Task list ->
#1 Answer these questions from the article on the Mawhiba conference:
(a) Alongside which event is the conference being held?
(b) What position does Dr. Saud bin Said Al-Mathami hold?
(c) Of which university's board of trustees is the Energy Minister chairman?
#2 From the article on the Mawhiba conference, copy out the passage that begins at the words "The conference, which" and ends after "but create them.".

Saudi Arabia’s Mawhiba launches platform for world’s creative minds
International experts in tech, education and science urged the Kingdom’s youth to explore new possibilities for a diverse future on the opening day of the King Abdul Aziz and His Companions Foundation for Giftedness and Creativity (Mawhiba) “Imagine the Future” global conference.
The conference, which was inaugurated on Sunday, is being held on the sidelines of the G20 Summit and in collaboration with the G20 Saudi Secretariat.
In his opening speech, Dr. Saud bin Said Al-Mathami, secretary-general of Mawhiba, said the world now realized that nations’ prosperity depends on the empowerment of talented and creative minds, which also shape the future.
“We are heading toward a re-skilling revolution, and there will be great demand for higher cognitive skills in domains of creativity, innovations and entrepreneurship,” he said.
Al-Mathami added that we need to realize that young gifted generation do not seek jobs but create them.
“They are not consumers of technology, but they are the ones who produce it,” he said, adding that Mawhiba membership is open to all those in the world who are interested in enabling giftedness and creativity.
Energy Minister Prince Abdul Aziz bin Salman, who is also chairman of the board of trustees of King Fahd University of Petroleum and Minerals (KFUPM), said that youthful innovation and gifted students are helping shape the future of Saudi Arabia, adding that with Vision 2030, Saudis have gone “beyond the idea of imagining.”
He said: “There is nothing better than training, educating and enabling the young to be the leaders of the future and the day they will have to develop for themselves,” he said.
He added that we cannot but be so humbled of how little we know when comparing ourselves with what the new generation is aware of today.
Prince Abdul Aziz said that KFUPM has launched many future-focused programs that also serve the objectives of the Vision 2030.
UNICEF Executive Director Henrietta Fore said that efforts are underway to reimagine education amid the pandemic, with a leap to digitizing teaching.

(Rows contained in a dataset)
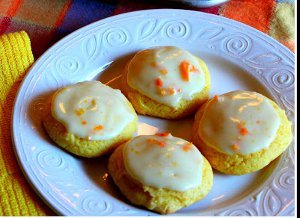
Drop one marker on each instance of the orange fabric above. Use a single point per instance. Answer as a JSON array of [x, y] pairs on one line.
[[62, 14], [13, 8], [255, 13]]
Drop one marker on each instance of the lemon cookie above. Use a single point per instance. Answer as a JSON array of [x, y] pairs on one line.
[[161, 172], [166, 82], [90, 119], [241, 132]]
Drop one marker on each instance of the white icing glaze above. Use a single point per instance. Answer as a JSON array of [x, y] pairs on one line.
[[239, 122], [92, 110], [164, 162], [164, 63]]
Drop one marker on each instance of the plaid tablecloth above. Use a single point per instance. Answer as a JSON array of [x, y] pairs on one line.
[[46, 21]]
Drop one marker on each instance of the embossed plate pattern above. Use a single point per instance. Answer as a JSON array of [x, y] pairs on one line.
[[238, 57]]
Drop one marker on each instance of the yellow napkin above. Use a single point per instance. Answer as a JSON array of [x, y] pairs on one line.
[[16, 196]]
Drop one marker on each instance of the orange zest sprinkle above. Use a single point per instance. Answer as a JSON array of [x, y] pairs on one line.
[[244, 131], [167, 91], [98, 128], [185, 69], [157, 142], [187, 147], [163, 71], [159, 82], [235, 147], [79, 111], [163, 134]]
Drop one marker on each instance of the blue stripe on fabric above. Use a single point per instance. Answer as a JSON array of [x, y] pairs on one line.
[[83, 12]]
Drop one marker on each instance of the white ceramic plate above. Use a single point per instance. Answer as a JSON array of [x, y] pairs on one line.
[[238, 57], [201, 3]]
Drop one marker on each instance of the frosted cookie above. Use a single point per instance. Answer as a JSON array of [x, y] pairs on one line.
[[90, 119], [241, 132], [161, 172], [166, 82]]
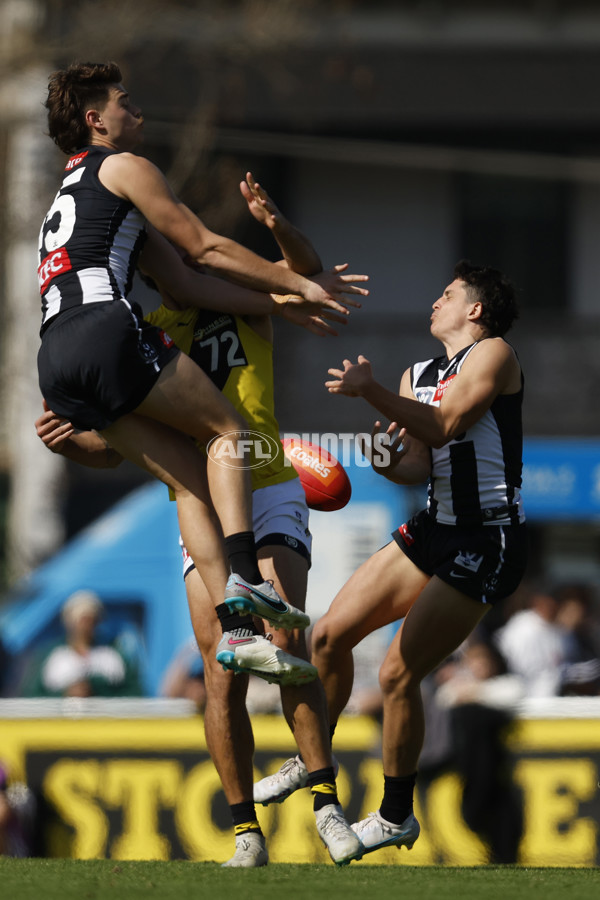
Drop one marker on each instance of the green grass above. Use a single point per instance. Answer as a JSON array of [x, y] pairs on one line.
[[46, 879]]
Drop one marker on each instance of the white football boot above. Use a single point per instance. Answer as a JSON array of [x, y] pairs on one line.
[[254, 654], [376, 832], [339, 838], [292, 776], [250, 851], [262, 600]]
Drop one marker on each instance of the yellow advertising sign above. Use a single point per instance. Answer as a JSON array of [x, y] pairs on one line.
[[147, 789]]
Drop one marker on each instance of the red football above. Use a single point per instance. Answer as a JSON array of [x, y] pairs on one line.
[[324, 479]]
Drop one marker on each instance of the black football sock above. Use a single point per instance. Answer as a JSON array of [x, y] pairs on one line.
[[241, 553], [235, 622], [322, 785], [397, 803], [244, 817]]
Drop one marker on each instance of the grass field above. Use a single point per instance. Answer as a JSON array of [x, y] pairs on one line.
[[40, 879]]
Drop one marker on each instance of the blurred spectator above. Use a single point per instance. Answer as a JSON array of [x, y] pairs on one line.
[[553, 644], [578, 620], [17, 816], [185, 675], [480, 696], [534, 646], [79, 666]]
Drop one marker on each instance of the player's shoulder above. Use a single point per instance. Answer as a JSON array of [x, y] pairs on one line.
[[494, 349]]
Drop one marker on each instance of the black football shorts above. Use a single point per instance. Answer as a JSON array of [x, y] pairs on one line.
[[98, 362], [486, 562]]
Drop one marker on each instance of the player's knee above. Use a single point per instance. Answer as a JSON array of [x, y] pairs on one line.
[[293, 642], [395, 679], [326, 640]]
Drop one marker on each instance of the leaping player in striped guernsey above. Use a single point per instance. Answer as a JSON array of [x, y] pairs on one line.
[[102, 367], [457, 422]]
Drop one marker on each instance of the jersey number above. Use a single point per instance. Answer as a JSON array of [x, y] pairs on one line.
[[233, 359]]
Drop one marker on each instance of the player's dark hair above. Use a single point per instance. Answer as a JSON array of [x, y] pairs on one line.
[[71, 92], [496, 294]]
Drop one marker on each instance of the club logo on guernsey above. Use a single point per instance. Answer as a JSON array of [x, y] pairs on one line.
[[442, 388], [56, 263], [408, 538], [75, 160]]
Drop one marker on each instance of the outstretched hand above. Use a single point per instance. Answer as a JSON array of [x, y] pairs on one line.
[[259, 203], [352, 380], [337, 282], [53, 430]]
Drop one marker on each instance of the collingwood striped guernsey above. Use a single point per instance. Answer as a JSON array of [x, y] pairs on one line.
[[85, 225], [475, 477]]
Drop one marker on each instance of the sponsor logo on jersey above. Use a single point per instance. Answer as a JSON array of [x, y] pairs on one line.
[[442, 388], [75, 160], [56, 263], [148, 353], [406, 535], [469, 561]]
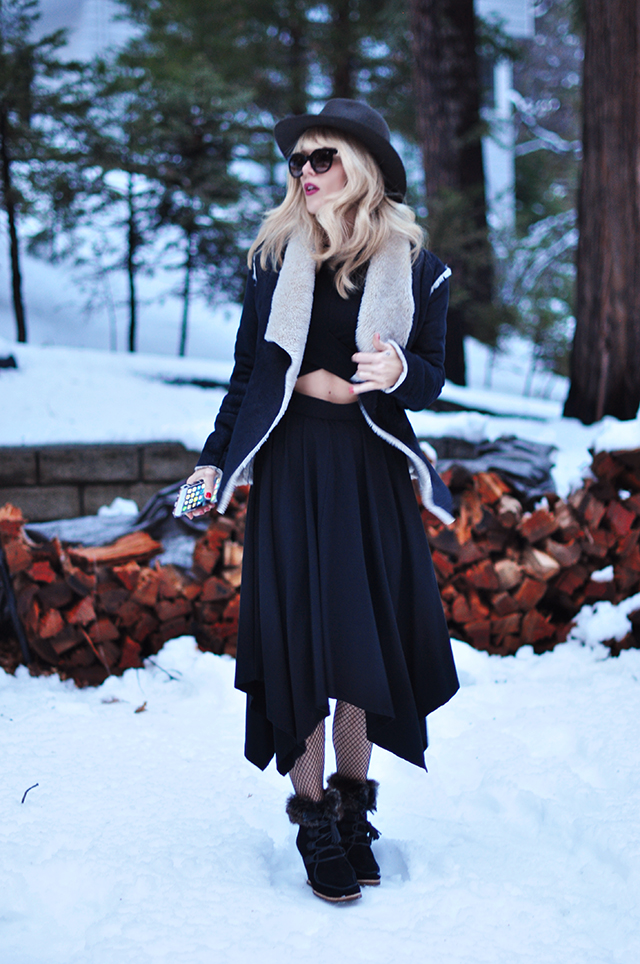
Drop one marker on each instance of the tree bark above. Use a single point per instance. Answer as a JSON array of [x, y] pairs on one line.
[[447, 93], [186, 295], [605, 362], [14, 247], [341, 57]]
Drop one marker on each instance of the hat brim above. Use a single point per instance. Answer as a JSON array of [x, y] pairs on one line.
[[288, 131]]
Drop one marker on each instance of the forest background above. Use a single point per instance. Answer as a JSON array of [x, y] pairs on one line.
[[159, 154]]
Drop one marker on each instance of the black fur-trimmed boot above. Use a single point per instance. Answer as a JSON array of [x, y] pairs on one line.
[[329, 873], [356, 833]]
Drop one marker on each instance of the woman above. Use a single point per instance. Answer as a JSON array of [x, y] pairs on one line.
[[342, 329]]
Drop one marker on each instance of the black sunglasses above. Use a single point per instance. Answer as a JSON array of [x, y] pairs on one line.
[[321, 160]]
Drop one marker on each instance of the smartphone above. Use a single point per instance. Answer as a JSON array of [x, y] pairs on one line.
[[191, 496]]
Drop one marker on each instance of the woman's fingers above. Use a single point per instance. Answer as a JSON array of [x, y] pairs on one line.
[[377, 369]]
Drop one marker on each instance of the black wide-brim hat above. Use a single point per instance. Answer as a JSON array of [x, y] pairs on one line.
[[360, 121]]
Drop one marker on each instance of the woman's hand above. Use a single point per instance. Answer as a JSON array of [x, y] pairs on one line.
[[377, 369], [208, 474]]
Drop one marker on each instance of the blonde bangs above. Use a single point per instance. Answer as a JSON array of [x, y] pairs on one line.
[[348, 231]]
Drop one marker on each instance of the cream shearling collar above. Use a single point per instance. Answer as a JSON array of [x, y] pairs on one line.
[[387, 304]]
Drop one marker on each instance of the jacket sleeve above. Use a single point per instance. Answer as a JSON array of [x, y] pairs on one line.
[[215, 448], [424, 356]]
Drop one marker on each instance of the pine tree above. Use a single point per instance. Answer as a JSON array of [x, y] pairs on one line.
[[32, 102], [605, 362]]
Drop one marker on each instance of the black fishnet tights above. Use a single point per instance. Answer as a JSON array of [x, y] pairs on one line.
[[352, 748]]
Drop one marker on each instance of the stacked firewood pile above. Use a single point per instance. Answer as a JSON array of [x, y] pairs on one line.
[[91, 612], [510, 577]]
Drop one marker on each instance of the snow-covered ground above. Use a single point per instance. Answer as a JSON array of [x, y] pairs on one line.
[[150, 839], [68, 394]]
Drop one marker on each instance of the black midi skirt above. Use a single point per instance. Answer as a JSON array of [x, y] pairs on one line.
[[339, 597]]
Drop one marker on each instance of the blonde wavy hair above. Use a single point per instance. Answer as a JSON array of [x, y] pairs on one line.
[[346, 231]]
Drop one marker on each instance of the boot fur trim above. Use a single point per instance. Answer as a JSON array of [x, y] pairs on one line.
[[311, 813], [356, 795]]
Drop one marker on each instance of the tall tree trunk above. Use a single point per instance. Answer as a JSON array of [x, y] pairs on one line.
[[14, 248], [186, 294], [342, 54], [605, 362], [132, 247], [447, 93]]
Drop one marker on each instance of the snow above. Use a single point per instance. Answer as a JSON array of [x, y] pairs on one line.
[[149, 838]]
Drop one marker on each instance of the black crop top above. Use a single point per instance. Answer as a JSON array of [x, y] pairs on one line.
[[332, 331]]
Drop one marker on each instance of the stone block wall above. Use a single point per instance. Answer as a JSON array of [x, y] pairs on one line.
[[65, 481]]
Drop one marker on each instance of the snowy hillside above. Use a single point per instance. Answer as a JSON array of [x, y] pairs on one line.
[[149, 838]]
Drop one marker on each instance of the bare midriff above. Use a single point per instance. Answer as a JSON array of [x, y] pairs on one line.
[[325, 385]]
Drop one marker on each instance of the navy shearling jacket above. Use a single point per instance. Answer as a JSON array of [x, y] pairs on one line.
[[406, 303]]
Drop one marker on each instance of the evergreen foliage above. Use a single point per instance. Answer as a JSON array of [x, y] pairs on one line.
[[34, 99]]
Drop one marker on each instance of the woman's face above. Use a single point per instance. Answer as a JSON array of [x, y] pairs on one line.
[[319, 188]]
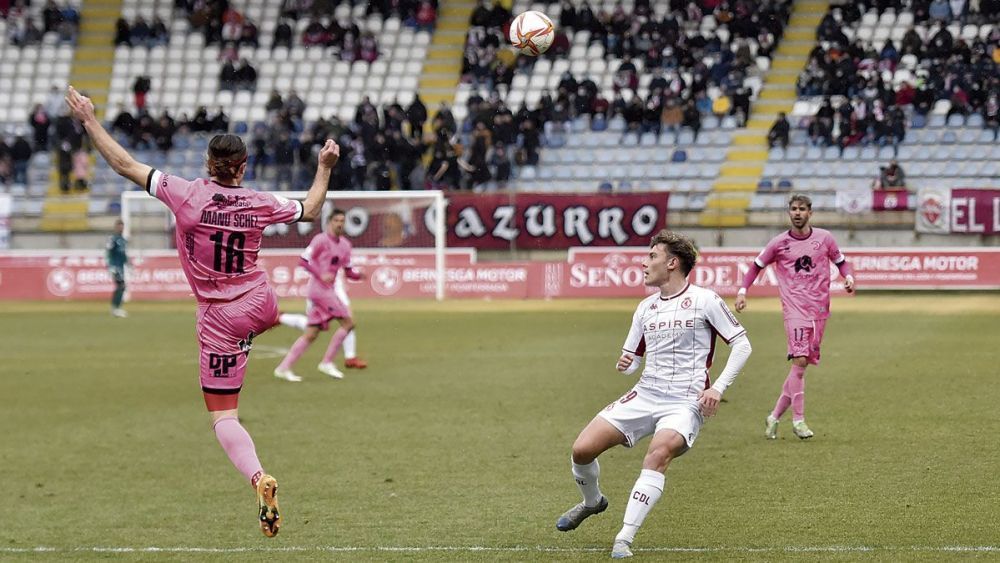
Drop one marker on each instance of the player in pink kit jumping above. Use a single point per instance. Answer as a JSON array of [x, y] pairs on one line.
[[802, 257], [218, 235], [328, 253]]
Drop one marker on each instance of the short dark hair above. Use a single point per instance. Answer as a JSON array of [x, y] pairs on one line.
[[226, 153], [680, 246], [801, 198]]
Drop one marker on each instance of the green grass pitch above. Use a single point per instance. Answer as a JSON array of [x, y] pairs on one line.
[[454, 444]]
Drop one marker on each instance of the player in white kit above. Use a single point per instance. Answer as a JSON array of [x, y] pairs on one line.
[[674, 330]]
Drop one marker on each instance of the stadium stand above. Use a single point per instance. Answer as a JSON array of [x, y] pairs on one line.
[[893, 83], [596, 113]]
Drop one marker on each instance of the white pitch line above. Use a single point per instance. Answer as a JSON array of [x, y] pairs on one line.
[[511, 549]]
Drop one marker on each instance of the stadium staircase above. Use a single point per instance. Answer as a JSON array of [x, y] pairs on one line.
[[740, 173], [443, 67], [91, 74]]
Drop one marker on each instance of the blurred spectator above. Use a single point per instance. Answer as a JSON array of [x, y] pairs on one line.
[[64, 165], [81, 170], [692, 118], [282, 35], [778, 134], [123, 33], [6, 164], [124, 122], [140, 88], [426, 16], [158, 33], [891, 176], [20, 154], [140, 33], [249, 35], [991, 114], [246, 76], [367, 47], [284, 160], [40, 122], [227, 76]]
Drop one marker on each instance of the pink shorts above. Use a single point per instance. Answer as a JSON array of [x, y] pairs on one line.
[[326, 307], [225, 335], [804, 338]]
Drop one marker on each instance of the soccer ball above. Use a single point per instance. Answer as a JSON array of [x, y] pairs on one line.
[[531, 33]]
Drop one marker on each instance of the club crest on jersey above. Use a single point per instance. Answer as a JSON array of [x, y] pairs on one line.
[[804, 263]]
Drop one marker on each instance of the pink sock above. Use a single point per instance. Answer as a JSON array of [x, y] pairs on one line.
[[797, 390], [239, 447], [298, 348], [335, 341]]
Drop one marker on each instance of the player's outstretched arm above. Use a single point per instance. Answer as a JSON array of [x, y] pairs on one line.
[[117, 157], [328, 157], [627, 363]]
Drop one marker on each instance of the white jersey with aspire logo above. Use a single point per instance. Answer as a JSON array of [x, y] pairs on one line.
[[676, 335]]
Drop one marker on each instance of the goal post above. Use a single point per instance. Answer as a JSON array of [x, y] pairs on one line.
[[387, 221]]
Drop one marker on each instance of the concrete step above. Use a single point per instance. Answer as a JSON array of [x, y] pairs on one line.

Answers in order ->
#1
(a) The G20 Summit.
(b) Secretary-general of Mawhiba.
(c) King Fahd University of Petroleum and Minerals (KFUPM).

#2
The conference, which was inaugurated on Sunday, is being held on the sidelines of the G20 Summit and in collaboration with the G20 Saudi Secretariat.
In his opening speech, Dr. Saud bin Said Al-Mathami, secretary-general of Mawhiba, said the world now realized that nations’ prosperity depends on the empowerment of talented and creative minds, which also shape the future.
“We are heading toward a re-skilling revolution, and there will be great demand for higher cognitive skills in domains of creativity, innovations and entrepreneurship,” he said.
Al-Mathami added that we need to realize that young gifted generation do not seek jobs but create them.